[Stored entries]

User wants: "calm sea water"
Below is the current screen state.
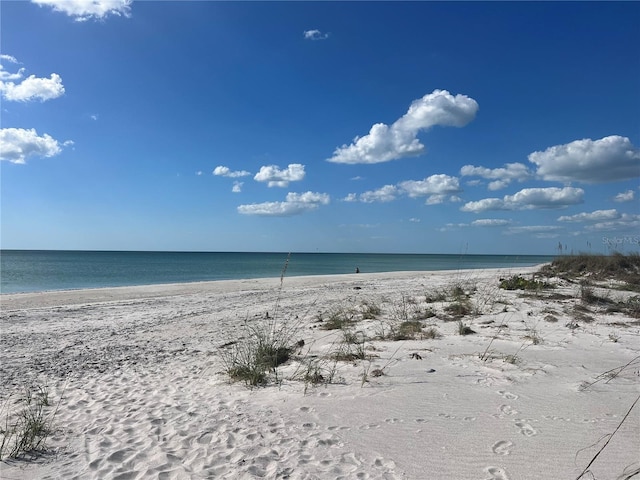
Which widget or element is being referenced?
[0,250,553,293]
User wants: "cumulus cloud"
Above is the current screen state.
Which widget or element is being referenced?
[398,174,462,198]
[460,187,584,213]
[0,55,64,102]
[31,0,132,22]
[303,29,329,40]
[460,163,531,190]
[471,218,511,227]
[359,185,398,203]
[504,225,562,238]
[585,213,640,232]
[613,190,635,202]
[238,192,330,217]
[0,128,73,164]
[253,163,305,187]
[328,90,478,164]
[528,135,640,183]
[213,165,251,178]
[0,73,64,102]
[558,208,620,223]
[343,174,462,205]
[0,54,25,82]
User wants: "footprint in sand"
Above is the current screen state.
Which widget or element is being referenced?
[516,419,538,437]
[498,390,518,400]
[384,418,402,423]
[358,423,380,430]
[491,440,513,455]
[499,405,519,415]
[486,467,509,480]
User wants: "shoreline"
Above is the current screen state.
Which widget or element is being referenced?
[0,264,545,310]
[0,267,640,480]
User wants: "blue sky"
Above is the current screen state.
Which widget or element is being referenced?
[0,0,640,255]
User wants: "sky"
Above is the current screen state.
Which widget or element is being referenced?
[0,0,640,255]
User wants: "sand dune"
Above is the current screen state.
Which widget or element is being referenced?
[0,268,640,480]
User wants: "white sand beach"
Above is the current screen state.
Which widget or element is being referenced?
[0,267,640,480]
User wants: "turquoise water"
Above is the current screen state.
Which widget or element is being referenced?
[0,250,553,293]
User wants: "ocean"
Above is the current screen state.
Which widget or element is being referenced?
[0,250,554,293]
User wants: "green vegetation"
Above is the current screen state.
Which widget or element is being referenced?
[500,275,553,290]
[540,253,640,291]
[0,387,57,460]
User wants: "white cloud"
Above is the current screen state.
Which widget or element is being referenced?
[558,208,620,223]
[0,54,25,82]
[460,187,584,213]
[505,225,562,238]
[303,29,329,40]
[253,163,305,187]
[529,135,640,183]
[0,73,64,102]
[31,0,133,22]
[0,128,73,164]
[398,174,462,198]
[342,193,358,202]
[0,55,64,102]
[343,174,462,205]
[213,165,251,178]
[328,90,478,164]
[585,213,640,232]
[238,192,330,217]
[460,163,531,190]
[360,185,398,203]
[613,190,635,202]
[471,218,511,227]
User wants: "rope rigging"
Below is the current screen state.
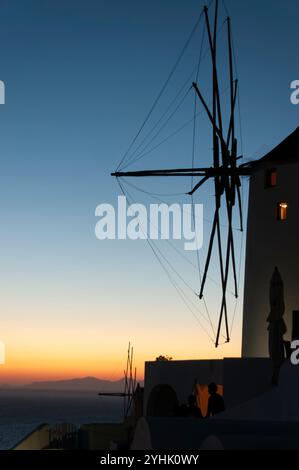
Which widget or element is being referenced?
[112,0,250,347]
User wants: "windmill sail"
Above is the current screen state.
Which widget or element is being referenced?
[112,0,251,347]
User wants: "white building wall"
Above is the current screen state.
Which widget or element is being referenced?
[242,162,299,357]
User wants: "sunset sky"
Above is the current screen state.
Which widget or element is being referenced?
[0,0,299,384]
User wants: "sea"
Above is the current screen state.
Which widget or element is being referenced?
[0,389,123,450]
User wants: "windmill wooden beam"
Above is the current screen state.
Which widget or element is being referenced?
[111,166,251,178]
[112,0,252,347]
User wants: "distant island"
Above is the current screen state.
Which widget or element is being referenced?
[0,377,143,393]
[26,377,124,392]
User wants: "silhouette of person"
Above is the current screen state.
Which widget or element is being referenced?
[206,383,225,418]
[187,395,202,418]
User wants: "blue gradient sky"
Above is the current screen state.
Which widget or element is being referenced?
[0,0,299,382]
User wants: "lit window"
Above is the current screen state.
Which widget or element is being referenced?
[265,168,277,188]
[277,201,288,221]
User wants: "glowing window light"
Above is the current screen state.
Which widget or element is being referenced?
[277,201,288,222]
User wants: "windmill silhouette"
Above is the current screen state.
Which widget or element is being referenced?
[111,0,251,347]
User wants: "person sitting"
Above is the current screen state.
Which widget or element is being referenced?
[206,383,225,418]
[188,395,202,418]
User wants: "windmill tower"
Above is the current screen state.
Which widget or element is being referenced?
[242,127,299,357]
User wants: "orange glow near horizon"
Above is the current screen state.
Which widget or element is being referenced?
[0,292,241,387]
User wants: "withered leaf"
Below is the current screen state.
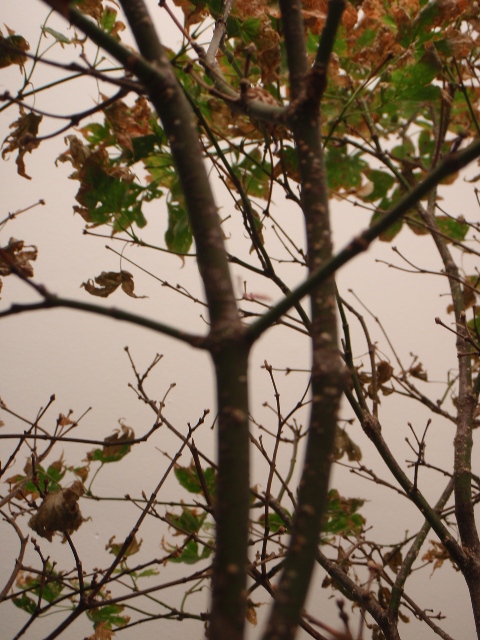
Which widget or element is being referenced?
[105,536,143,557]
[408,362,428,382]
[104,96,152,153]
[422,540,458,573]
[377,360,393,384]
[384,549,403,573]
[245,600,258,627]
[0,238,38,291]
[80,271,147,298]
[28,480,85,542]
[0,25,30,69]
[332,427,362,462]
[87,424,135,463]
[2,107,43,180]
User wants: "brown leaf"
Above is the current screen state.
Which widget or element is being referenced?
[28,480,85,542]
[104,96,152,152]
[0,238,38,278]
[0,25,30,70]
[105,536,143,557]
[384,549,403,573]
[408,362,428,382]
[422,540,458,573]
[377,360,393,384]
[80,271,147,298]
[2,107,43,180]
[85,622,115,640]
[103,424,135,456]
[245,600,258,627]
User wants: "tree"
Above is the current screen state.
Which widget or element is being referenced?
[0,0,480,640]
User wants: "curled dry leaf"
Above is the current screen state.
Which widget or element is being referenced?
[0,238,38,292]
[2,107,43,180]
[81,271,147,298]
[28,480,85,542]
[104,96,152,153]
[105,536,143,558]
[332,428,362,462]
[0,25,30,70]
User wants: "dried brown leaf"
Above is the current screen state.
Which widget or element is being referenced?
[28,480,85,542]
[2,107,43,180]
[80,271,147,298]
[0,238,38,278]
[377,360,393,384]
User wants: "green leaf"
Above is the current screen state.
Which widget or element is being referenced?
[138,569,160,578]
[88,444,131,464]
[390,61,441,102]
[13,593,37,615]
[165,202,193,253]
[258,509,290,533]
[175,464,215,495]
[363,169,395,202]
[325,145,368,191]
[43,27,72,46]
[87,604,130,629]
[100,7,117,33]
[435,216,470,242]
[322,489,365,535]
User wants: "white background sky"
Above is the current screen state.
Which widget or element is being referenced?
[0,0,479,640]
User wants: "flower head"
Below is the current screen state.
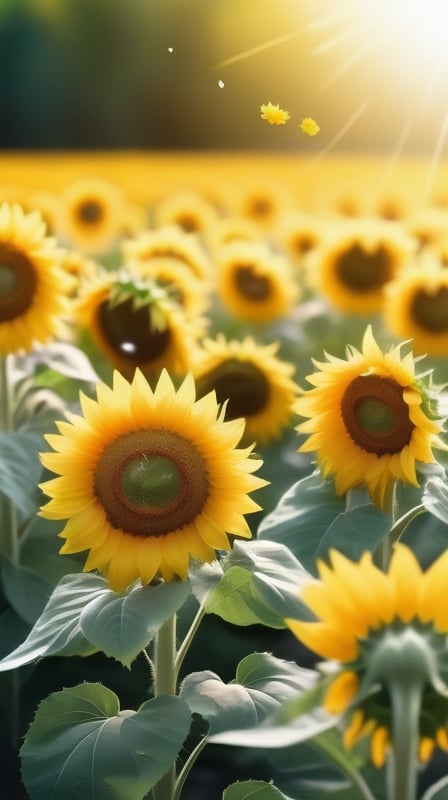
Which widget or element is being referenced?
[216,242,299,322]
[287,544,448,767]
[295,326,443,508]
[41,370,265,591]
[260,103,289,125]
[299,117,320,136]
[0,203,72,355]
[193,334,298,446]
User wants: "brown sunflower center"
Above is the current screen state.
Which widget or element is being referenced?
[336,244,392,292]
[0,244,37,322]
[410,286,448,333]
[341,375,414,456]
[94,429,209,536]
[77,200,104,225]
[98,299,171,363]
[196,358,269,419]
[235,264,271,300]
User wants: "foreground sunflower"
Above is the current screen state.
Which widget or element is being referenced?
[295,325,444,509]
[0,203,72,355]
[41,370,266,591]
[383,256,448,356]
[193,334,298,447]
[307,219,416,314]
[286,544,448,800]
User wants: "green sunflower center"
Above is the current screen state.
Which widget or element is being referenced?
[235,264,271,301]
[341,375,414,456]
[0,244,37,322]
[336,244,392,292]
[98,298,171,364]
[94,429,209,537]
[77,199,104,225]
[196,358,270,419]
[410,286,448,333]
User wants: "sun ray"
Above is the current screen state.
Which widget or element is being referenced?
[303,100,370,175]
[213,30,301,69]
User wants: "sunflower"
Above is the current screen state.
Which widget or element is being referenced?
[0,203,72,355]
[308,219,415,314]
[295,325,444,508]
[75,270,205,378]
[216,242,299,323]
[154,189,218,234]
[193,334,298,447]
[60,178,127,254]
[260,103,289,125]
[286,544,448,772]
[383,257,448,356]
[41,370,266,591]
[121,225,211,280]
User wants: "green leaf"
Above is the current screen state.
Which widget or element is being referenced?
[205,540,311,628]
[1,561,53,625]
[222,781,290,800]
[80,581,190,666]
[257,471,345,574]
[180,653,315,734]
[0,573,107,671]
[20,683,191,800]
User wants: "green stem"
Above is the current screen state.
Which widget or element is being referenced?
[387,681,422,800]
[0,356,20,564]
[153,614,177,800]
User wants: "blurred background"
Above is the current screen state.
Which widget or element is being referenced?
[0,0,448,156]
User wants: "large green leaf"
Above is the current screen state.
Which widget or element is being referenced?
[258,472,345,573]
[0,573,189,670]
[222,781,290,800]
[21,683,191,800]
[180,653,315,734]
[205,540,311,628]
[80,581,190,666]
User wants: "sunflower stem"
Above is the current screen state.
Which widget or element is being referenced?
[153,614,177,800]
[0,356,19,564]
[387,681,423,800]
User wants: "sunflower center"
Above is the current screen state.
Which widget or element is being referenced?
[410,286,448,333]
[0,244,37,322]
[98,299,171,363]
[77,200,103,225]
[235,264,271,300]
[336,244,391,292]
[196,358,269,419]
[94,429,208,537]
[341,375,414,456]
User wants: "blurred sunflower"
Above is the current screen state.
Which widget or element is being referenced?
[121,225,211,280]
[41,370,266,591]
[75,271,205,378]
[286,544,448,772]
[60,178,127,254]
[193,334,298,447]
[0,203,72,355]
[383,254,448,356]
[153,190,218,234]
[295,326,444,508]
[307,219,415,314]
[216,242,299,323]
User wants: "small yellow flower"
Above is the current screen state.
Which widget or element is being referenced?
[299,117,320,136]
[260,103,289,125]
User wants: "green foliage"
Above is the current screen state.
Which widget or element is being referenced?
[0,573,189,670]
[21,683,191,800]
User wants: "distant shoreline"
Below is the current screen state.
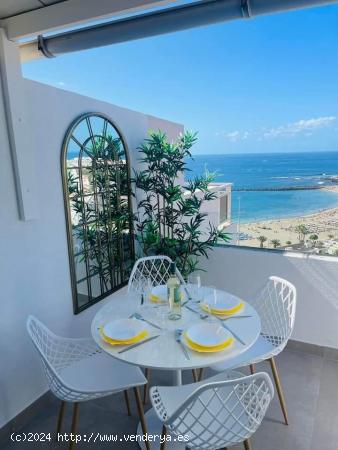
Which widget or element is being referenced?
[232,184,338,192]
[236,198,338,248]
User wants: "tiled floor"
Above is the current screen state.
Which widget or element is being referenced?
[0,350,338,450]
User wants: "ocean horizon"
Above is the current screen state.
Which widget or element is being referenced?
[187,151,338,223]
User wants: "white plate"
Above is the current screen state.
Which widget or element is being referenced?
[151,284,168,301]
[186,323,232,347]
[203,291,240,311]
[102,319,146,341]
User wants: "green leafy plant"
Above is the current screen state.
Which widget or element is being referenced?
[133,131,229,277]
[67,135,132,294]
[257,236,268,248]
[309,234,318,247]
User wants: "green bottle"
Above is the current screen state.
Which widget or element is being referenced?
[167,263,182,320]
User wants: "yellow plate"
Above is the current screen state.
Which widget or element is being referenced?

## What the exercise asks
Please report every line of the entries that contains the word "distant", matching case.

## Exercise solution
User wants: "distant island"
User wants: "distant shoreline"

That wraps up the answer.